▸ Work to be completed
Set down every line of the records below as a JSON list of strings, one string per line, with blank lines dropped and the pictures left out.

▸ Material to process

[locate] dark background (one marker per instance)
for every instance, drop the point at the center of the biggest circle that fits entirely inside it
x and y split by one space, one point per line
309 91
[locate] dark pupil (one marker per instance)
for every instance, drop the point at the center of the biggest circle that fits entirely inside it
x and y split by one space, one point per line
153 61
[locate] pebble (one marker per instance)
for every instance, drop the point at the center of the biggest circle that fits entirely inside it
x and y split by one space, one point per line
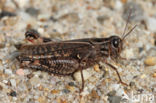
42 99
96 68
13 94
20 72
150 22
6 13
32 11
137 14
77 75
114 99
66 91
150 61
13 82
8 71
55 91
154 75
35 80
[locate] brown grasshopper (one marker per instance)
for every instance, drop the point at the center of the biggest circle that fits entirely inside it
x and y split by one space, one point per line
67 57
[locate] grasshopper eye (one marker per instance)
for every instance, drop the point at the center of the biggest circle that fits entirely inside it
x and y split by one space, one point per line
115 43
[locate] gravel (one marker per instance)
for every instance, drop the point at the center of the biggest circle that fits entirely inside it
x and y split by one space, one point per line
73 19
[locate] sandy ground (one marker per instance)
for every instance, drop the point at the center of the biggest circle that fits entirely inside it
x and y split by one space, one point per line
74 19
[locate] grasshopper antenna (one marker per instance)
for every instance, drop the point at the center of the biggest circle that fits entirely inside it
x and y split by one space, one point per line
125 35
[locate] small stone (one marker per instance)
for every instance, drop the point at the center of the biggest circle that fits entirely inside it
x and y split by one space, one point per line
102 18
13 94
13 82
77 75
154 75
150 22
55 91
150 61
6 13
20 72
95 95
143 76
96 68
32 11
40 87
34 81
66 91
71 17
71 84
114 99
42 99
1 87
8 71
137 12
71 88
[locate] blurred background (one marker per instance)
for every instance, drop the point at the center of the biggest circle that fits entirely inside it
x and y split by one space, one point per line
73 19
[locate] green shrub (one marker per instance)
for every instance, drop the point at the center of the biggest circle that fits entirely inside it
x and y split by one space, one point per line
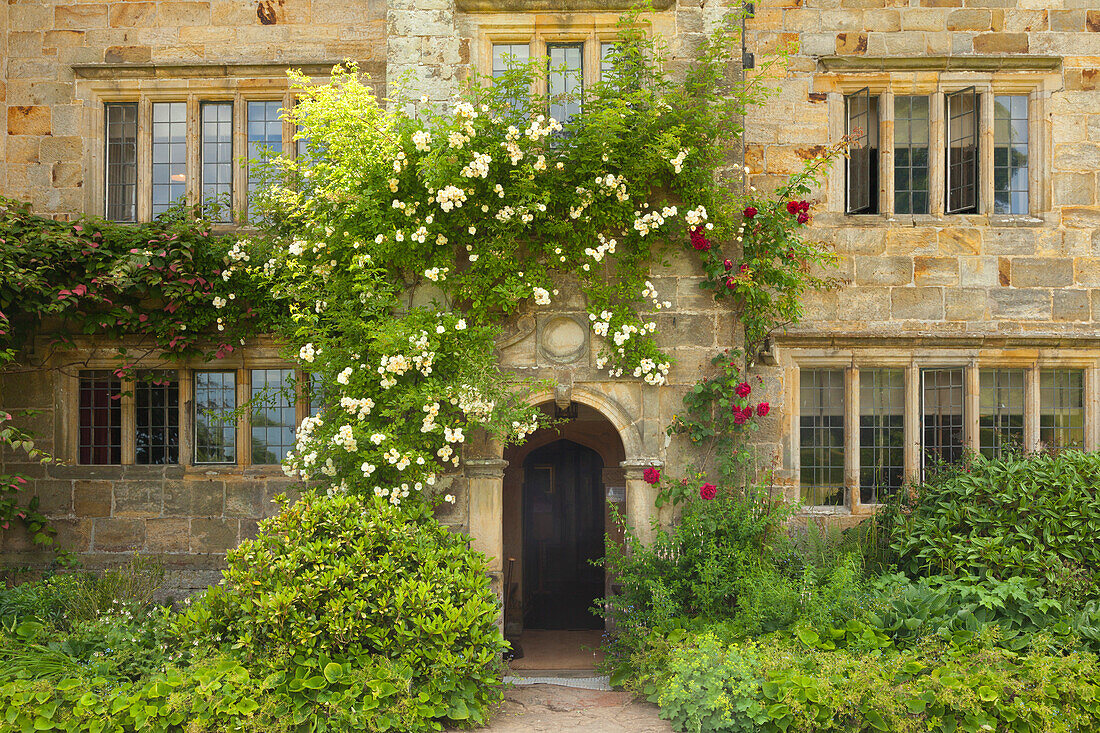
776 684
1034 516
343 578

▸ Worked solution
[
  "[locate] dark background (one marker per instance)",
  "for every instance, drop the point at the center of the biggest circle that fits entirely inside it",
  "x and y split by one space, one point per line",
  "309 91",
  "[locate] dark pupil (one marker per instance)",
  "for every instance, drop the point at the center of the biggest circle that fits entirely inside it",
  "x and y split by one space, one point per line",
  "153 61",
  "[locate] pebble (one marker per instance)",
  "for every instance, drop the point at the center of the biggest circle that fits entirely inside it",
  "x and y split by one space, one point per line",
  "42 99",
  "96 68",
  "13 94",
  "20 72",
  "150 22",
  "6 13",
  "32 11",
  "137 14",
  "77 75",
  "114 99",
  "66 91",
  "150 61",
  "13 82",
  "8 71",
  "55 91",
  "154 75",
  "35 80",
  "[locate] brown grasshopper (one marker per instance)",
  "for every instance, drop the point at the center of the biggest circle that fits entirely inside it",
  "x and y split by one space, one point per line",
  "67 57",
  "[locate] grasshopper eye (one marker per instance)",
  "for every instance, drop the point at the center of the biggest circle that fits entirely inside it",
  "x and y split by one space, one point per line",
  "115 43",
  "[locate] gravel (one marker per instance)",
  "for every instance, drop the point at the center of the biggest circle that fits entirely inside it",
  "x and y split by one space, one point per line",
  "73 19",
  "[locate] sandy ground (one marker per instance)",
  "for every instance, drop the point at the center of the biggest circle that fits entirely inside it",
  "x and y split by one space, one point per line",
  "74 19",
  "[locate] grasshopper antenna (one marker per instance)",
  "for every instance, drop the point at the center of the biggest circle that fits entirely inside it",
  "x and y split by one space, one point per line",
  "125 35",
  "[locate] small stone (one marker per instance)",
  "for every instance, drop the point at the center of the biggest circle that fits entirely inside it",
  "x and y split by one space, one point per line",
  "102 18",
  "13 94",
  "13 82",
  "77 75",
  "154 75",
  "150 22",
  "55 91",
  "150 61",
  "6 13",
  "20 72",
  "95 95",
  "143 76",
  "96 68",
  "32 11",
  "40 87",
  "34 81",
  "66 91",
  "71 17",
  "71 84",
  "114 99",
  "42 99",
  "1 87",
  "8 71",
  "137 12",
  "71 88",
  "[locate] blurred background (one marker per instance)",
  "for every instance, drop the point at the center of the biggest circle that fits entirely inside it",
  "x and y split by one space, one point per line",
  "73 19",
  "[locate] green shrub (one marker per instance)",
  "for every instance, drop the point at the center of the biggest circle that fits entirely inside it",
  "x and y split by one space, one point per line",
  "776 684",
  "1034 516",
  "343 578"
]